_Text segment_:
Executive producer Ralph B. Serpe said during filming that the movie was:

A human, sociological story that's going to bring about a better understanding between the races ... We're faithful to the story of the book but not the spirit. I mean, the book's hackwork, isn't it? It's almost repulsive. A lot of people have read it, but they read it for the wrong reasons. It's really a story of love. We had the script rewritten three times. ... I hated that ending in the book where the guy boils the slave down and pours the soup over his wife's grave. I mean, we have the slave boiled but we cut out the part where he pours the soup on his grave. He just ... pulls away. And we know that tomorrow there's going to be a lot of trouble. It's really a very beautiful ending.

=== Casting ===
Early in development, James Cagney was attached to play Warren and Muhammad Ali (then known as Cassius Clay) was offered, but declined, the role of Mede. Charlton Heston turned down the role of Warren and the role of Hammond was rejected by Timothy Bottoms, Jan Michael Vincent, Jeff Bridges and Beau Bridges. Boxer Ken Norton turned down a $250,000 gate to fight Jerry Quarry to make the film.

Sylvester Stallone appeared as an uncredited extra in the lynching sequence.

_Work request 1_:
Answer these questions using the film production excerpt above, one line per answer, marked (a), (b) and (c):
(a) According to Ralph B. Serpe, how many times was the script rewritten?
(b) Which role was Muhammad Ali offered but declined?
(c) What did Ken Norton turn down in order to make the film?
_Work request 2_: Write the next part of the film production excerpt, starting after its final sentence about Sylvester Stallone.

_Record extracts_:
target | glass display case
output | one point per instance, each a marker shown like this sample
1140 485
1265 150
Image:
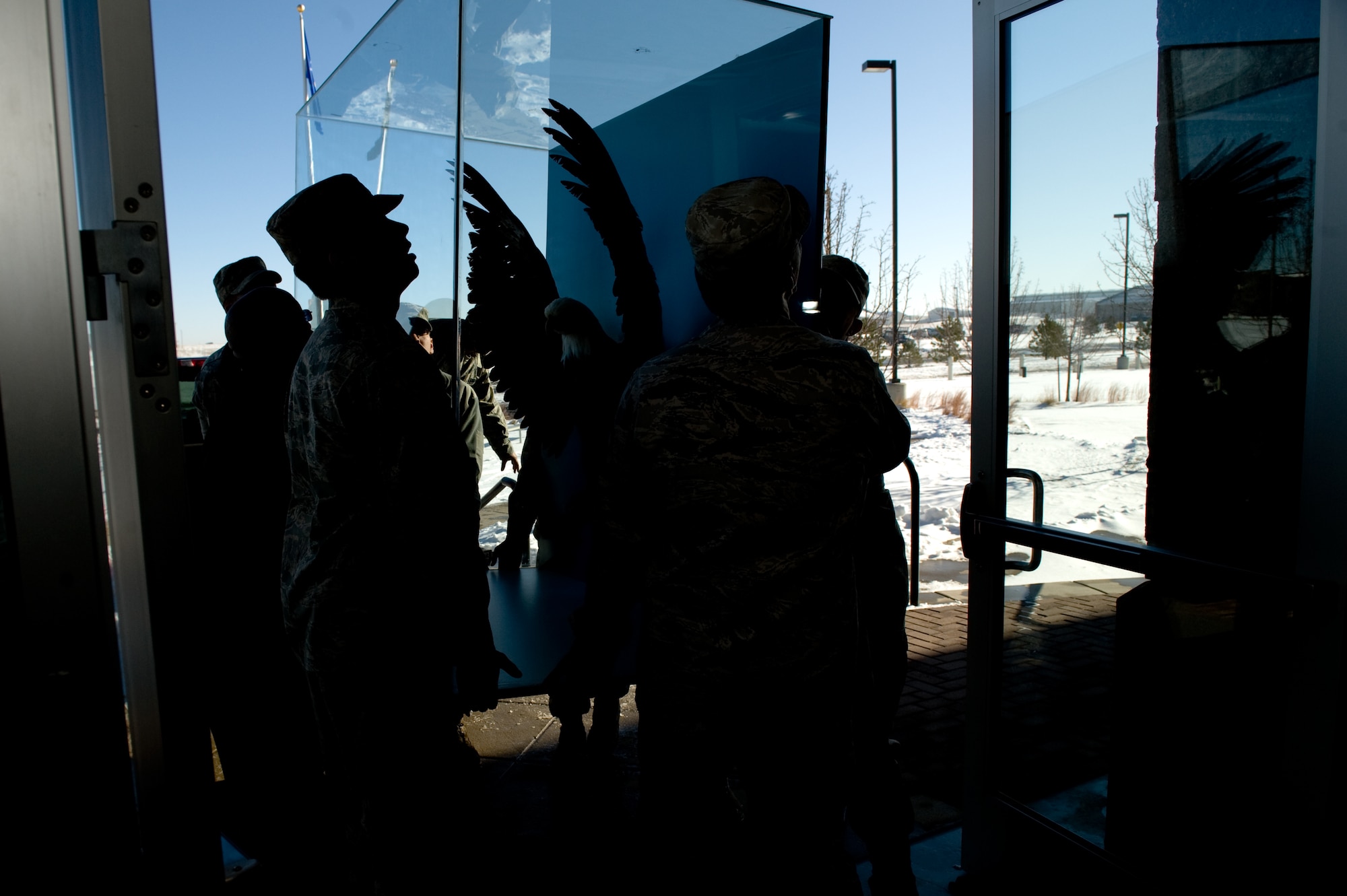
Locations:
685 96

_Answer 1_:
(a) Three times.
(b) The role of Mede.
(c) A $250,000 gate to fight Jerry Quarry.

_Answer 2_:
=== Filming ===
The majority of the film was shot primarily in Louisiana, with some additional sequences in San Juan, Puerto Rico. Houmas and Ashland Plantations provided the backdrop for the film's fictitious "Falconhurst". The slave auction scenes was filmed at the New Orleans Mint.

=== Music ===
The score was composed by Maurice Jarre. The opening title song, "Born in this Time", was written by Jarre and Hi Tide Harris, and performed by Muddy Waters.

== Reception ==

=== Contemporary reviews ===
The critical reception of Mandingo was predominantly negative upon release, with the film being seen as being campy by reviewers in 1975. On review aggregator website Rotten Tomatoes, the film holds a score of 25% based on 24 reviews, with an average rating of 5.6/10.

Roger Ebert of the Chicago Sun-Times criticized the film, calling it "racist trash, obscene in its manipulation of human beings and feelings, and excruciating to sit through in an audience made up largely of children, as I did last Saturday afternoon", giving it a "zero star" rating. Richard Schickel of Time magazine found the film boring and cliché-ridden. Leonard Maltin ranked the film as a "BOMB" and dismissed with the word "Stinko!"

===Critical re-evaluation===
In the years following the film's initial release, the reception of the film became more favorable.

Jonathan Rosenbaum of Chicago Reader wrote in 1985 that Mandingo is "One of the most neglected and underrated Hollywood films of its era [...] it’s doubtful whether many more insightful and penetrating movies about American slavery exist." Critic Robin Wood was enthusiastic about the film, calling it "the greatest film about race ever made in Hollywood." New York Times columnist Dave Kehr called it "a thinly veiled Holocaust film that spares none of its protagonists", further describing it as "Fleischer's last great crime film, in which the role of the faceless killer is played by an entire social system." The film has also been the subject of scholarly praise for its handling of race.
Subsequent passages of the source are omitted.